▶ Tasks and exercises:
1. Decide whether each statement below agrees with the essay on The Remains of the Day. Answer yes or no for each, and quote the essay's deciding words.
(a) Miss Kenton interrupts Stevens in his pantry while he is reading a romance novel.
(b) The passage quoted from the novel says a butler may set aside his role only when he is entirely alone.
(c) In the essay, Imtiaz calls for the inclusion of men into Deven's concept of poetry.
2. Gather every line of the rows that contains the string "Find", matching case exactly.

▶ Extracted text:

══════════

Ishiguro and Imitation in The Remains of the Day

Elora Lee Raymond (English 27, 1997)

In The Remains of the Day, Stevens seeks to be the perfect butler. After a series of mistakes, he decides that he needs Miss Kenton, a former colleague, to return to Darlington hall and fill the gap in his staff plan. However, Miss Kenton is not the only piece missing from Steven's "well ordered staff plan". Throughout the novel, he finds many things missing from his conception of his life and being a butler. It is difficult to incorporate qualities like banter into his butler-persona, because they question the foundations of his philosophy of life.

Stevens attempts to embody his role as butler. However, we are lead to believe that this ideal which Stevens attempts to embody can never be more than a performance, and no matter how hard he strives, he can never actually "be" a butler, but only pretend to be one. This contradiction is shown in Stevens discussion of the time when Miss Kenton interrupts Stevens in his pantry as he is reading a feminine romance novel.

The fact is, I had been "off duty" at that moment Miss Kenton had come marching into my pantry. And of course, and butler who regards his vocation with pride, any butler who aspires at all to a "dignity in keeping with his position", as the Hayes society once put it, should never allow himself to be "off duty" in the presence of others.. A butler of any quality must be seen to inhabit his role, utterly and fully; he cannot be seen casting it aside one moment simply to don it again the next as though it were nothing more than a pantomime costume. There is one situation and one situation only in which a butler who cares about his dignity may feel free to unburden himself of his role; that is to say, when he is entirely alone. You will appreciate that in the event of Miss Kenton bursting in at the time when I had presumed, not unreasonably, that I was to be alone, it came to be a crucial matter of principle, a matter indeed of dignity, that I did not appear in anything less than my full and proper role. (169)

Stevens describes his "proper role" like clothing; something that can be taken on and off, and that one can "appear in." Similarly, he defines dignity, that elusive concept at the center of his concept of a butler, as a "rather hard thing to explain in a few words sir, but I suspect it comes down to not removing one's clothes in public" (10). At the same time, Stevens speaks of the need to absolutely embody that role. Stevens reaffirms this belief in his conversation with Miss Kenton in the greenhouse. After discovering that Stevens agreed with he that the Jewish employees should not have been dismissed, Miss Kenton says, "Do you realize how much it would have helped me? Why, Mr. Stevens, why, why, why do you always have to pretend? I gave another laugh at the ridiculous turn the conversation had suddenly taken. "Really, Miss Kenton," I said, "I'm not sure I know what you mean. Pretend? Why, really." Ishiguro's strategy of describing the role of a butler as a performance and a construction, something like clothing that can be chosen, is similar to Desai's criticism of Deven's ideal of poetry. By denaturalizing these concepts and therefore emphasizing the fact that they are constructions that must be created for a reason, and then chosen, the two authors make it easier to make people like Stevens and Deven, who choose to use these concepts, responsible for their actions. Like Imtiaz's efforts to broaden Deven's stifling, gendered definition of a poet in In Custody, Miss Kenton attempts to poke holes in Steven's self imposed butlerhood by revealing it as a false construction or performance. Unlike Imtiaz, who calls for the inclusion of women into Deven's concept of poetry, Miss Kenton seeks to bring traditionally feminine qualities like love and sentimentality into Stevens concept of himself.

══════════

▶ Raw data:
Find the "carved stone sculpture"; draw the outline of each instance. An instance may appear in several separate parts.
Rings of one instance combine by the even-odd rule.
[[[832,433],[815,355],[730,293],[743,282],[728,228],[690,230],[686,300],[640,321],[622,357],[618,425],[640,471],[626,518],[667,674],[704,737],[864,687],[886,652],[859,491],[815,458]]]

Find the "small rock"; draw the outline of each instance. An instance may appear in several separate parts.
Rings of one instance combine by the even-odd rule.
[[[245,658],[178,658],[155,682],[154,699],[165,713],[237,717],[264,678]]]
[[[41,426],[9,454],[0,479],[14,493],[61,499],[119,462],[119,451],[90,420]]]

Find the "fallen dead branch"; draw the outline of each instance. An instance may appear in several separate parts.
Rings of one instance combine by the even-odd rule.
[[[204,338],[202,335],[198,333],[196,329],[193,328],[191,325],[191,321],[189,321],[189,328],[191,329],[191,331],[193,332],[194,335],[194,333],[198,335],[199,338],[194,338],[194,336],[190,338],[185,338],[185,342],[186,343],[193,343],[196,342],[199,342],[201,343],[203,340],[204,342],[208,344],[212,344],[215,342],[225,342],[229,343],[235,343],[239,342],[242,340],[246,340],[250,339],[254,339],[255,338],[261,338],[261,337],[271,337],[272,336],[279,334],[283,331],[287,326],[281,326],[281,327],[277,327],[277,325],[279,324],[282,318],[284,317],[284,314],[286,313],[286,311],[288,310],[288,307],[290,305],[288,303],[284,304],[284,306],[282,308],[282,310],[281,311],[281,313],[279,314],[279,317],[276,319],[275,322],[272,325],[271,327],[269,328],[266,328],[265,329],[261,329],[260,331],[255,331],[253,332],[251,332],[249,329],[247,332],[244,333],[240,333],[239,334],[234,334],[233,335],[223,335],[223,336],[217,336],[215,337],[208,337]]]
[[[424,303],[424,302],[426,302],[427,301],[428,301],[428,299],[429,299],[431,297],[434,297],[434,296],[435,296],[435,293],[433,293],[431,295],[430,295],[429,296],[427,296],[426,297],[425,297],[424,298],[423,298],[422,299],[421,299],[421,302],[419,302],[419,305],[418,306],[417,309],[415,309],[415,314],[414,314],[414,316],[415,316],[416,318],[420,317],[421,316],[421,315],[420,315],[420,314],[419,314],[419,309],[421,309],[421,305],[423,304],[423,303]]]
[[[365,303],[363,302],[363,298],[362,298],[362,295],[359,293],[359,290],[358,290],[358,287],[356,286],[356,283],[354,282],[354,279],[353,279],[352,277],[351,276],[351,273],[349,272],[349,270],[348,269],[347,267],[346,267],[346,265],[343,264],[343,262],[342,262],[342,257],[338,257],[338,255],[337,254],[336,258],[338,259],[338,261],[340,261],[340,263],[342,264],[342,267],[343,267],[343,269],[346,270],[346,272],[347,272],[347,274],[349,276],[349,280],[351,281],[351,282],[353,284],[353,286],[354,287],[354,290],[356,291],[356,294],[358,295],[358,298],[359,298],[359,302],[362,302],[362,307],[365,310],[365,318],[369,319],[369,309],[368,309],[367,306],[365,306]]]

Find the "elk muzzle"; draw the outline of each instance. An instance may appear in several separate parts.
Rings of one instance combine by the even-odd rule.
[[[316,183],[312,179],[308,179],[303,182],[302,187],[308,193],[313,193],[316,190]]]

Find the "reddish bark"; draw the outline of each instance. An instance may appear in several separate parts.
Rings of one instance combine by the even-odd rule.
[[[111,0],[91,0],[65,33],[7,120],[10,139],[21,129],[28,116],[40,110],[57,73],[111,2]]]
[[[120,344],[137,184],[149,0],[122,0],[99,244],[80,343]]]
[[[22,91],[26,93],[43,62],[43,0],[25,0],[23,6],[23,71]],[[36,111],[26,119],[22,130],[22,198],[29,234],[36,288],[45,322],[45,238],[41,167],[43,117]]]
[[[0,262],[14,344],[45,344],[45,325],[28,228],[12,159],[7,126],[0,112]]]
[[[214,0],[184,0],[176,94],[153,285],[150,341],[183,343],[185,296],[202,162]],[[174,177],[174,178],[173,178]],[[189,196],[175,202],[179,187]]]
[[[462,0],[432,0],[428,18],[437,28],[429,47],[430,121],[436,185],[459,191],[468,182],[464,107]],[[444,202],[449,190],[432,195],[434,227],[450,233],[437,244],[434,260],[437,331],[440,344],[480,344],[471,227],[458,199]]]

══════════

▶ Results for the exercise:
1.
(a) Yes: "Miss Kenton interrupts Stevens in his pantry as he is reading a feminine romance novel."
(b) Yes: "There is one situation and one situation only in which a butler who cares about his dignity may feel free to unburden himself of his role; that is to say, when he is entirely alone."
(c) No: "Unlike Imtiaz, who calls for the inclusion of women into Deven's concept of poetry"

2.
Find the "carved stone sculpture"; draw the outline of each instance. An instance may appear in several separate parts.
Find the "small rock"; draw the outline of each instance. An instance may appear in several separate parts.
Find the "fallen dead branch"; draw the outline of each instance. An instance may appear in several separate parts.
Find the "elk muzzle"; draw the outline of each instance. An instance may appear in several separate parts.
Find the "reddish bark"; draw the outline of each instance. An instance may appear in several separate parts.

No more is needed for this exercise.